[Lines from a pointing dataset]
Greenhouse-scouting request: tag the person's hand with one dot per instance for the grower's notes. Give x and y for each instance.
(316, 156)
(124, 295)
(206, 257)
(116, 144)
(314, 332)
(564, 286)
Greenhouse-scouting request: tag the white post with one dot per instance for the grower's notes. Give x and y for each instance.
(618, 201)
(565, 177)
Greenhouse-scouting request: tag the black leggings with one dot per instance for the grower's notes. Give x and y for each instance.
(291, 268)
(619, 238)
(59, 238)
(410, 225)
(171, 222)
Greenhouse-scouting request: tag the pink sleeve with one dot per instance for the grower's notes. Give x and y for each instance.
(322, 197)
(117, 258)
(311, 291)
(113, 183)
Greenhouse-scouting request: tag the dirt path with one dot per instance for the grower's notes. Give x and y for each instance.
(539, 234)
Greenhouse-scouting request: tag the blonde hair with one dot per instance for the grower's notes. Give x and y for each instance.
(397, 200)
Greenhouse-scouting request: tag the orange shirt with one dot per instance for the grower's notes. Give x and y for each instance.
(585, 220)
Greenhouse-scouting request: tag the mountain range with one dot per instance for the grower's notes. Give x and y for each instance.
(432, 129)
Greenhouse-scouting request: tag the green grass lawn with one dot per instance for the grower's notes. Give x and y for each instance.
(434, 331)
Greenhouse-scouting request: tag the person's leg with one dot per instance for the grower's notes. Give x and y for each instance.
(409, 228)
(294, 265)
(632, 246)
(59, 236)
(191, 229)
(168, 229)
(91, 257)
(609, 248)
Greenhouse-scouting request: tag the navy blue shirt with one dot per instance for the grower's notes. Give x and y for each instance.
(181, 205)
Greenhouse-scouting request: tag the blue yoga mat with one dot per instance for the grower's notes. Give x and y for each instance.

◆ Exercise details
Scale everything from the line containing "Greenhouse-scouting request: tag the green" down to the final line. Copy each of those lines, requests included, but multiply every x and y coordinate in the answers by 0.55 and round to whole numbers, with halves rounded up. Return only those lines.

◆ Full solution
Greenhouse-scouting request: tag the green grass lawn with one dot per instance for the grower's notes. Give x and y for each instance.
(239, 182)
Greenhouse-scouting request: tag the person's leg with one dot per instance for the grower's notes. Give x and y for each instance.
(225, 125)
(162, 146)
(348, 135)
(32, 130)
(105, 126)
(92, 126)
(50, 141)
(335, 136)
Greenhouse-scouting request: tag the navy blue shirt with one dot per instance for the grower's notes. Give x and y for each instance.
(100, 113)
Greenhouse-scouting request: tag the blue yoga mat with one dot per instance for the grower's notes. Give x and y for each instance.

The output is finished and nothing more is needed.